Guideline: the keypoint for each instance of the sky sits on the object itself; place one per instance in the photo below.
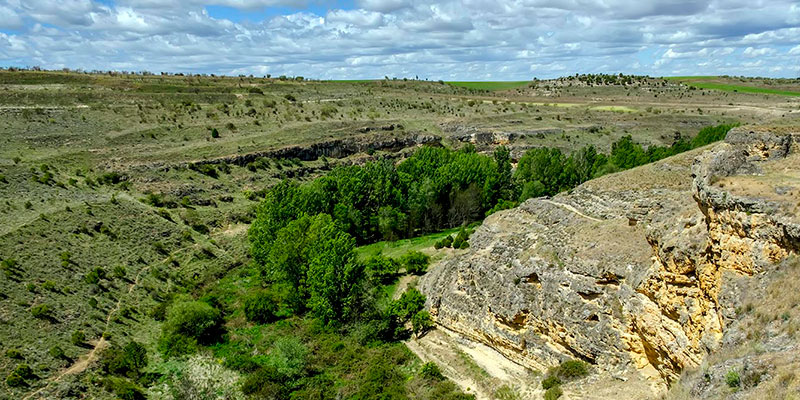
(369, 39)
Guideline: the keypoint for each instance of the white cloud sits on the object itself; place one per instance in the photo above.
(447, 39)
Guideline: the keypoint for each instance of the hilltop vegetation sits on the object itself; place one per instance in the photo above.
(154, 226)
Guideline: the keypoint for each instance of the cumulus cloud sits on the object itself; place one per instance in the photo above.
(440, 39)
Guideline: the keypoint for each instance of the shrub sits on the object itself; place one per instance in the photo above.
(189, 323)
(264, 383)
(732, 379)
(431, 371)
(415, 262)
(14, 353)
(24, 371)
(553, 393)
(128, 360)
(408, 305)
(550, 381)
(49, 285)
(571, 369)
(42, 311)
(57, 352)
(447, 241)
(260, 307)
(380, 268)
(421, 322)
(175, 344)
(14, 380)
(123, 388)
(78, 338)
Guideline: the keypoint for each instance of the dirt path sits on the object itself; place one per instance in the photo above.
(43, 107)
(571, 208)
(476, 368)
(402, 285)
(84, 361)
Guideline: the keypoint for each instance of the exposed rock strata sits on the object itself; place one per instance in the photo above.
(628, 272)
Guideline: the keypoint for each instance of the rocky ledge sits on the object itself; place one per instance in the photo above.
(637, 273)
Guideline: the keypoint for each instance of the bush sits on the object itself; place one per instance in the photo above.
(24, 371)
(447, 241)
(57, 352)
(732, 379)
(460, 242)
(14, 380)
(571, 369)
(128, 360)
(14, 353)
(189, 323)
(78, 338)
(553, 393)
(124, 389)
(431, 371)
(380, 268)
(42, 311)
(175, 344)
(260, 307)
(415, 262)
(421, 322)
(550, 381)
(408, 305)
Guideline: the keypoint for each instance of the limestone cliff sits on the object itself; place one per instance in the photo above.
+-------+
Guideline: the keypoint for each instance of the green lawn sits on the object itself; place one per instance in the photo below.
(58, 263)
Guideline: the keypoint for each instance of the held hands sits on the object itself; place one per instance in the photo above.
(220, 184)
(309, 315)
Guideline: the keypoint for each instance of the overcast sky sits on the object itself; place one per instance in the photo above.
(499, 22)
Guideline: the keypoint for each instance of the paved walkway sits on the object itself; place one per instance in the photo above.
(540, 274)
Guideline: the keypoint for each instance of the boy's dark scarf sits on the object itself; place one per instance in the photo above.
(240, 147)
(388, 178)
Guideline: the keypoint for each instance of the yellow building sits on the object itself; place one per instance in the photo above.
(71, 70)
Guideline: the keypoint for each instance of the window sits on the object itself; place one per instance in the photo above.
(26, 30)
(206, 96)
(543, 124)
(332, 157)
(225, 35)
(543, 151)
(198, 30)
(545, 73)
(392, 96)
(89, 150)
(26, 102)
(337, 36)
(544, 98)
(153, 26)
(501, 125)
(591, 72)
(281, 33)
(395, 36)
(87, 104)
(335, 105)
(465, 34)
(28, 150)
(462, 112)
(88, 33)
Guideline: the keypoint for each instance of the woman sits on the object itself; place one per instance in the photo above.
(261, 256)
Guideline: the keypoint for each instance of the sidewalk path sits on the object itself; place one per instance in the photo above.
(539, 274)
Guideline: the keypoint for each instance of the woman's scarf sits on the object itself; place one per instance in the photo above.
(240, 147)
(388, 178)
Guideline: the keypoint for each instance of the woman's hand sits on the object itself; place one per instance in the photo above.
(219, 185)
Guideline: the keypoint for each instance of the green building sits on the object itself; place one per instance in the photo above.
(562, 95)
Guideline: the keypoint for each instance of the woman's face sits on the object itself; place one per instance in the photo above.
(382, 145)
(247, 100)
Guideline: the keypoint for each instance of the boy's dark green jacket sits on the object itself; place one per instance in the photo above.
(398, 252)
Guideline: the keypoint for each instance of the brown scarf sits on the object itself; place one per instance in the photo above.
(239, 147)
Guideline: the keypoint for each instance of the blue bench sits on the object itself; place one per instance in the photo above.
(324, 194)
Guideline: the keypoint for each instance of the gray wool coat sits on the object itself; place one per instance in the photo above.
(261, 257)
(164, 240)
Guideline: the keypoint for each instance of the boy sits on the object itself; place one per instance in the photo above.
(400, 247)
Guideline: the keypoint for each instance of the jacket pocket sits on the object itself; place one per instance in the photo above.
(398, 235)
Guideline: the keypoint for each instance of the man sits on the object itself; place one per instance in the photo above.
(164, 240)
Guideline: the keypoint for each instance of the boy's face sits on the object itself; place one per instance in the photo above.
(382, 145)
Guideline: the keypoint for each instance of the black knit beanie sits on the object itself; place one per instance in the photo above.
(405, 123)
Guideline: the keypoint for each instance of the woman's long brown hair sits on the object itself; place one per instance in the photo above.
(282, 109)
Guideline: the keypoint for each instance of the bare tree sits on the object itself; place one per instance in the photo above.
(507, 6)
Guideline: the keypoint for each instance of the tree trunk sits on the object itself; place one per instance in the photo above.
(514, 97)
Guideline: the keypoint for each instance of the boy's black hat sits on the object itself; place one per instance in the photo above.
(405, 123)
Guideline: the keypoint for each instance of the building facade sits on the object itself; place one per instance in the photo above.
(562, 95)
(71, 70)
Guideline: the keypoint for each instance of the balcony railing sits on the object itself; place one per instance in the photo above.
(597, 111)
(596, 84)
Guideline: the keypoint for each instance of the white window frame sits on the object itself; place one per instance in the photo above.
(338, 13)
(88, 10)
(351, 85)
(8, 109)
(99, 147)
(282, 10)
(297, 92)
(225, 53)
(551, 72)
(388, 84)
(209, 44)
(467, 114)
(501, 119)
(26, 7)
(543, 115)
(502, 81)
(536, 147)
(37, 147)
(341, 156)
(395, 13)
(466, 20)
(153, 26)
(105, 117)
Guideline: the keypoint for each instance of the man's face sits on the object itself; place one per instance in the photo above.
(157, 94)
+-------+
§ The problem:
Please gather every row above that contains the word "building", copying each such row in full.

§ Task solution:
Guideline: the keypoint for each instance of the yellow building sits on the object itself; place one per instance in the photo above.
Guideline: the keypoint for each instance of the green building sits on the object itself; place one per instance in the photo above.
Guideline: the keypoint for each instance of the building facade sits on the object itself; place one per instance in the photo above.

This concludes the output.